* [TASK REQUIREMENTS]:
(a) Answer these questions from the workplace harassment text:
(i) In what year was the Occupational Health & Safety Act amended?
(ii) Before that change, with which body could an employee file a complaint against the employer?
(iii) What does "workplace harassment" mean under the amended act?
(b) Reproduce everything in the workplace harassment text from "Until that time, workplace" down to "to be unwelcome.", replacing each "complaint" with "grievance".

* [EXTRACT TO READ]:
[Begin]
Navigating Workplace Harassment Complaints

Sep 6, 2013

Since 2010 there has been confusion around the term “workplace harassment” in Ontario.

Until that time, workplace harassment was generally limited to sexual, racial and 14 other types of harassment under the Ontario Human Rights Code (Code). For this type of complaint, an employee could file an internal harassment complaint (if the employer had a no-discrimination policy) and/or file a complaint against the employer with the Ontario Human Rights Tribunal.

In 2010 the Occupational Health & Safety Act (OHSA) was amended. Now an employee can file a complaint with her employer if she believes she has been harassed. “Workplace harassment” means engaging in a course of vexatious comment or conduct against a worker in a workplace that is known or ought reasonably to be known to be unwelcome.

What is an employer to do with harassment complaints?
[End]
* [DATASET]:
[Begin]
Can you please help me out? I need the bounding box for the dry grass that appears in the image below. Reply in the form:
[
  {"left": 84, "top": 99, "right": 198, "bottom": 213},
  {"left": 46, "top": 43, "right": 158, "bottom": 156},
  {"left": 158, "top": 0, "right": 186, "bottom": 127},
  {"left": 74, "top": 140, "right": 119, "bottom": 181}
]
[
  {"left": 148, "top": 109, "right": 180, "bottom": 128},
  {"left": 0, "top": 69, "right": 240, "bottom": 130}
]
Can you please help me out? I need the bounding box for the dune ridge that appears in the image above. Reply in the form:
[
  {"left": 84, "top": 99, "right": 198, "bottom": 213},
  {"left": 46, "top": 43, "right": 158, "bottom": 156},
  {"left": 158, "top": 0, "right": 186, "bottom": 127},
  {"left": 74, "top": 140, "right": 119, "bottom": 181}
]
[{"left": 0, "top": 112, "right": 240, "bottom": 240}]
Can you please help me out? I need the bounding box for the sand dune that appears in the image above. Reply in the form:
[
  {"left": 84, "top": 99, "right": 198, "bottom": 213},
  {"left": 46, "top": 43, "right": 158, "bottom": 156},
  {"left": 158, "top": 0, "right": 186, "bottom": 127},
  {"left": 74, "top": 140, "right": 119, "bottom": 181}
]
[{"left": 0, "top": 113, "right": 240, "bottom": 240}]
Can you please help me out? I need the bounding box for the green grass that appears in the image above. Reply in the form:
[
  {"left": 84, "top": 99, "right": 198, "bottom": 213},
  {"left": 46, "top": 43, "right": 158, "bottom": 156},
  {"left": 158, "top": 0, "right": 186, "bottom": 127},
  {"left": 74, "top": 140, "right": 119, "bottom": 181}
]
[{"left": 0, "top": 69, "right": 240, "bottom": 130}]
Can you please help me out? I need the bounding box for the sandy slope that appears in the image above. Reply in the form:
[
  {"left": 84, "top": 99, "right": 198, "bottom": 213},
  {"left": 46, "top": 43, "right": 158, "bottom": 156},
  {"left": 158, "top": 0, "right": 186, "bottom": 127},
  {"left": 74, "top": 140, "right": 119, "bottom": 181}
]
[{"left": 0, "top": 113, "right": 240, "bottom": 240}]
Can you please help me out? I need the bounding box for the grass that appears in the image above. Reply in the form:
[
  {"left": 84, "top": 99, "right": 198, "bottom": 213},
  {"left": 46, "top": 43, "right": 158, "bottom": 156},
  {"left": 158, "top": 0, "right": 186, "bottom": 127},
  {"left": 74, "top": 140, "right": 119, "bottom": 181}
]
[End]
* [SET OF ANSWERS]:
(a)
(i) 2010
(ii) The Ontario Human Rights Tribunal
(iii) Engaging in a course of vexatious comment or conduct against a worker in a workplace that is known or ought reasonably to be known to be unwelcome

(b)
Until that time, workplace harassment was generally limited to sexual, racial and 14 other types of harassment under the Ontario Human Rights Code (Code). For this type of grievance, an employee could file an internal harassment grievance (if the employer had a no-discrimination policy) and/or file a grievance against the employer with the Ontario Human Rights Tribunal.

In 2010 the Occupational Health & Safety Act (OHSA) was amended. Now an employee can file a grievance with her employer if she believes she has been harassed. “Workplace harassment” means engaging in a course of vexatious comment or conduct against a worker in a workplace that is known or ought reasonably to be known to be unwelcome.